TASK DETAILS - Omit every image, and transcribe the remaining entries exactly as given.

Records from a data collection
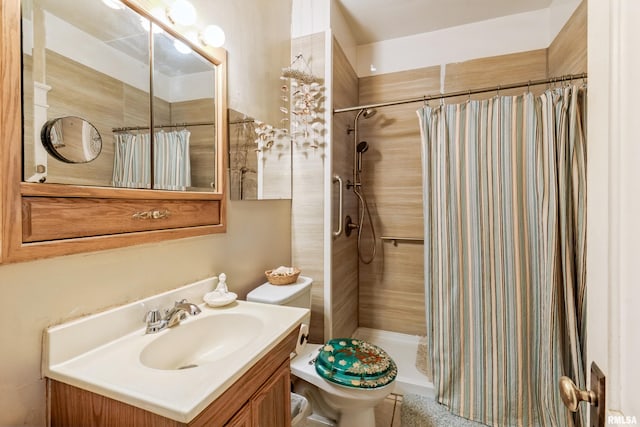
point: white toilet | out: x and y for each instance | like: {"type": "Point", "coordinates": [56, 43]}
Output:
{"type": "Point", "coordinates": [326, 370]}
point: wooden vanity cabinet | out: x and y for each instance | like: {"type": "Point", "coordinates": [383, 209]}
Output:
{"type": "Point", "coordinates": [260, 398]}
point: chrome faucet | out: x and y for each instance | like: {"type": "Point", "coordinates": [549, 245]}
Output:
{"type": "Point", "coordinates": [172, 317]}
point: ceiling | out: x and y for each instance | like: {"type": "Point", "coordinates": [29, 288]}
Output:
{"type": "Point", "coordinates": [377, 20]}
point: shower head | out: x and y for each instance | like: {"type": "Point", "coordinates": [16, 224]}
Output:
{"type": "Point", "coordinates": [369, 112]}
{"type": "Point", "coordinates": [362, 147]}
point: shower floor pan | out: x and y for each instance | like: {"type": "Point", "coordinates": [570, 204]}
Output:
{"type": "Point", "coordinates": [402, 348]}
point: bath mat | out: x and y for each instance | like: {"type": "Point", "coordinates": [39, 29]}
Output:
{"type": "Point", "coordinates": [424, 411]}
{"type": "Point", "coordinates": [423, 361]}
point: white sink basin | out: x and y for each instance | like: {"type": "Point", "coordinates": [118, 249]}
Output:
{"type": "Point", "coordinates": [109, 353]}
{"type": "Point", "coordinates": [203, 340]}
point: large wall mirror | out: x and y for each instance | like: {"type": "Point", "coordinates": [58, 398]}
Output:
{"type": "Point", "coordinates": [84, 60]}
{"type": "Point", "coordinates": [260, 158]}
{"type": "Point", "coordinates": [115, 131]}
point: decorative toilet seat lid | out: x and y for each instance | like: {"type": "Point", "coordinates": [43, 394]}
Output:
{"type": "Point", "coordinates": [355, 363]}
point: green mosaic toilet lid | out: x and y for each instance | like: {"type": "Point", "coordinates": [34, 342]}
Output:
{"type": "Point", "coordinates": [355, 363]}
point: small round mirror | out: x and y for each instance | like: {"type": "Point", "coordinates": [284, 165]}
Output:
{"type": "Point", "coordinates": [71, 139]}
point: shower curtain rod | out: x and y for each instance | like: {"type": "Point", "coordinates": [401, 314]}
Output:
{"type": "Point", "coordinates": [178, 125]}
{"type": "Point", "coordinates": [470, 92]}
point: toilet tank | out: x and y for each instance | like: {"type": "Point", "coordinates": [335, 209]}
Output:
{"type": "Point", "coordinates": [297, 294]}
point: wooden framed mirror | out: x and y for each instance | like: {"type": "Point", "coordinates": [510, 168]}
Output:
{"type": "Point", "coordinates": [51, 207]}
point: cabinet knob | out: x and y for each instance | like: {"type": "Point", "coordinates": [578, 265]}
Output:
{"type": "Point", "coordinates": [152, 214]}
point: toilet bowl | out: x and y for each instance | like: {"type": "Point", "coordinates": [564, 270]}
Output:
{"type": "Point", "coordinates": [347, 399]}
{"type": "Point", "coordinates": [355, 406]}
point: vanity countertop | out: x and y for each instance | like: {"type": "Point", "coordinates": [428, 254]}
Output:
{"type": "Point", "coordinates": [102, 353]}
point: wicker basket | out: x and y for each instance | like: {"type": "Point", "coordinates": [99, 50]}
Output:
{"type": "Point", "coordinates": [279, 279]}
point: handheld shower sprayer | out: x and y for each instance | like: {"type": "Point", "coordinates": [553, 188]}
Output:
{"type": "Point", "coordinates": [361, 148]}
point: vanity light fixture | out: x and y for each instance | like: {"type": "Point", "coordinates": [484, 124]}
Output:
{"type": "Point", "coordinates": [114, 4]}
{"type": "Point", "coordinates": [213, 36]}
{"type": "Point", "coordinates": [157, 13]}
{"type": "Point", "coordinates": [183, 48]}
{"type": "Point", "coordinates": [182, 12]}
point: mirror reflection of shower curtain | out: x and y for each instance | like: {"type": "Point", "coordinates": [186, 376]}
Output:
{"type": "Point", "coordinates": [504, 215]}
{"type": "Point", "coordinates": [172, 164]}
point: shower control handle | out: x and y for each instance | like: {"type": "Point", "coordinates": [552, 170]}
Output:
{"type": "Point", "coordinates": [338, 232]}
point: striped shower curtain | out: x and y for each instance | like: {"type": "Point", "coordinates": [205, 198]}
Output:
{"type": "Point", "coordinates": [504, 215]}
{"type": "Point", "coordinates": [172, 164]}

COMPLETE RESPONSE -
point: white toilet | out: x and y for each instance | like: {"type": "Point", "coordinates": [56, 43]}
Output:
{"type": "Point", "coordinates": [326, 370]}
point: wooden vanity cabinet | out: x and y for each instance | like: {"type": "Point", "coordinates": [383, 209]}
Output:
{"type": "Point", "coordinates": [260, 398]}
point: chrome faucet | out: x and y for each instance | like: {"type": "Point", "coordinates": [549, 245]}
Output:
{"type": "Point", "coordinates": [172, 317]}
point: ceiling | out: x and y for each instance | like: {"type": "Point", "coordinates": [29, 288]}
Output:
{"type": "Point", "coordinates": [377, 20]}
point: shower head | out: x and y for each instance | like: {"type": "Point", "coordinates": [16, 224]}
Output:
{"type": "Point", "coordinates": [369, 112]}
{"type": "Point", "coordinates": [362, 147]}
point: shower floor pan | out: x and y for each instance | like: {"type": "Point", "coordinates": [570, 204]}
Output:
{"type": "Point", "coordinates": [402, 348]}
point: bath mat | out: x and y for each instance | like: {"type": "Point", "coordinates": [39, 29]}
Output:
{"type": "Point", "coordinates": [424, 411]}
{"type": "Point", "coordinates": [423, 361]}
point: white sink basin | out: x and y for each instance | like: {"type": "Point", "coordinates": [118, 249]}
Output:
{"type": "Point", "coordinates": [109, 353]}
{"type": "Point", "coordinates": [203, 340]}
point: large wall mirror | out: x and y for each instance | like: {"type": "Point", "coordinates": [58, 398]}
Output:
{"type": "Point", "coordinates": [84, 60]}
{"type": "Point", "coordinates": [260, 158]}
{"type": "Point", "coordinates": [115, 131]}
point: decorative toilet seat lid | out: x and y for each instance | like: {"type": "Point", "coordinates": [43, 394]}
Output:
{"type": "Point", "coordinates": [355, 363]}
point: green mosaic toilet lid | out: x and y for each instance | like: {"type": "Point", "coordinates": [34, 342]}
Output:
{"type": "Point", "coordinates": [355, 363]}
point: small round mirror | out: x and y for each instance | like: {"type": "Point", "coordinates": [284, 165]}
Output:
{"type": "Point", "coordinates": [71, 139]}
point: shower curtain rod | out: x and y for each instance | like: {"type": "Point", "coordinates": [401, 314]}
Output:
{"type": "Point", "coordinates": [178, 125]}
{"type": "Point", "coordinates": [470, 92]}
point: toilet tank | out: x and y for each instance | like: {"type": "Point", "coordinates": [335, 209]}
Output:
{"type": "Point", "coordinates": [297, 294]}
point: wooden framed mirror | out: x and y for each instance | like: {"type": "Point", "coordinates": [510, 168]}
Output:
{"type": "Point", "coordinates": [51, 207]}
point: cabinet knob | out: x and y for each instance | like: {"type": "Point", "coordinates": [578, 265]}
Output:
{"type": "Point", "coordinates": [152, 214]}
point: toilet bowl | out: x and y for each instance | like: {"type": "Point", "coordinates": [564, 270]}
Output:
{"type": "Point", "coordinates": [347, 399]}
{"type": "Point", "coordinates": [355, 406]}
point: vanity countertop | out: x and y for each instance | like: {"type": "Point", "coordinates": [428, 254]}
Output:
{"type": "Point", "coordinates": [102, 353]}
point: wicker basket | out: x and y for each instance | like: {"type": "Point", "coordinates": [99, 50]}
Output:
{"type": "Point", "coordinates": [279, 279]}
point: handheld shower sprayer | out: x and y for each instance | like: {"type": "Point", "coordinates": [553, 188]}
Output:
{"type": "Point", "coordinates": [361, 148]}
point: vanity light fixture | out: x and y for each instance | like: {"type": "Point", "coordinates": [484, 124]}
Output:
{"type": "Point", "coordinates": [114, 4]}
{"type": "Point", "coordinates": [213, 36]}
{"type": "Point", "coordinates": [157, 13]}
{"type": "Point", "coordinates": [183, 48]}
{"type": "Point", "coordinates": [182, 12]}
point: mirror reflection of shower curtain | out: x and y for each instance | like: {"type": "Point", "coordinates": [186, 376]}
Output:
{"type": "Point", "coordinates": [504, 215]}
{"type": "Point", "coordinates": [172, 164]}
point: shower control handle | out: x and y for each instance | like: {"type": "Point", "coordinates": [552, 170]}
Output:
{"type": "Point", "coordinates": [338, 232]}
point: striped shower curtain | out: x and y for each instance | like: {"type": "Point", "coordinates": [205, 198]}
Output:
{"type": "Point", "coordinates": [504, 215]}
{"type": "Point", "coordinates": [172, 164]}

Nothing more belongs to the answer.